(Stored records)
== == ==

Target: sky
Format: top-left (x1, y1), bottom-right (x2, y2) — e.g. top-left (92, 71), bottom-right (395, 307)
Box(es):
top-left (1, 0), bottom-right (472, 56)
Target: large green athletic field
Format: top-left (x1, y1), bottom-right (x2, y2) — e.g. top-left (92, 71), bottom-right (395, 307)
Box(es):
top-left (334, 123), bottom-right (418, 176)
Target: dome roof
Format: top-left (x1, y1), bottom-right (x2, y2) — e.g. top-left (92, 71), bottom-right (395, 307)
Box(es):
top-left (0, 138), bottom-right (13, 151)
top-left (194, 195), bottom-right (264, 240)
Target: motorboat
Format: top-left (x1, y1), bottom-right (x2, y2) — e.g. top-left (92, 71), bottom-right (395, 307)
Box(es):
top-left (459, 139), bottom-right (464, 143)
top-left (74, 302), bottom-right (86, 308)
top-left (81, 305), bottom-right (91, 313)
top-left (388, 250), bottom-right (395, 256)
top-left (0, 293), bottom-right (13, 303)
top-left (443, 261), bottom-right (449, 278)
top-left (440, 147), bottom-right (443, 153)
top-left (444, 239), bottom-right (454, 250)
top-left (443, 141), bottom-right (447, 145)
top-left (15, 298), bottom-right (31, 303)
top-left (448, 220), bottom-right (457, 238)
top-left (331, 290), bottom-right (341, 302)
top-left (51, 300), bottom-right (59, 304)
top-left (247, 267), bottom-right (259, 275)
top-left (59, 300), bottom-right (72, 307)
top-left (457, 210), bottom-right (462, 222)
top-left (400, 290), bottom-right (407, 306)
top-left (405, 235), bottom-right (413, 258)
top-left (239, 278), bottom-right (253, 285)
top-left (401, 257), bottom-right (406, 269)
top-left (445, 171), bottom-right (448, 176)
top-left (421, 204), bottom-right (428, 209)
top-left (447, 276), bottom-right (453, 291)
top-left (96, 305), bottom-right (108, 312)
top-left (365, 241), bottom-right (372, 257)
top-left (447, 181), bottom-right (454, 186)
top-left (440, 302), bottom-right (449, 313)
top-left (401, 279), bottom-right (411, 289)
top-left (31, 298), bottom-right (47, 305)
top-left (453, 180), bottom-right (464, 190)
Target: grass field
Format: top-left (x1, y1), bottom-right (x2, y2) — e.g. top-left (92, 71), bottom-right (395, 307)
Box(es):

== == ==

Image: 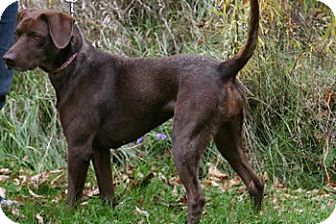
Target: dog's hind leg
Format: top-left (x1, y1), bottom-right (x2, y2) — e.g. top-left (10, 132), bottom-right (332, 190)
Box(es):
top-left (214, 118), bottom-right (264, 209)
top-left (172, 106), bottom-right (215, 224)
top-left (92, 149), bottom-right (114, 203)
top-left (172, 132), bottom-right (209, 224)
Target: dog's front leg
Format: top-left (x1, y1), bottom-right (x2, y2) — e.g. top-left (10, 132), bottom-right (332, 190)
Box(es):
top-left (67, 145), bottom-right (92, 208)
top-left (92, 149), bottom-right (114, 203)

== == ==

• [Task instructions] Collect every line with the string "field" from the records, and copy each.

• [Written response]
Target: large green athletic field
Target: grass field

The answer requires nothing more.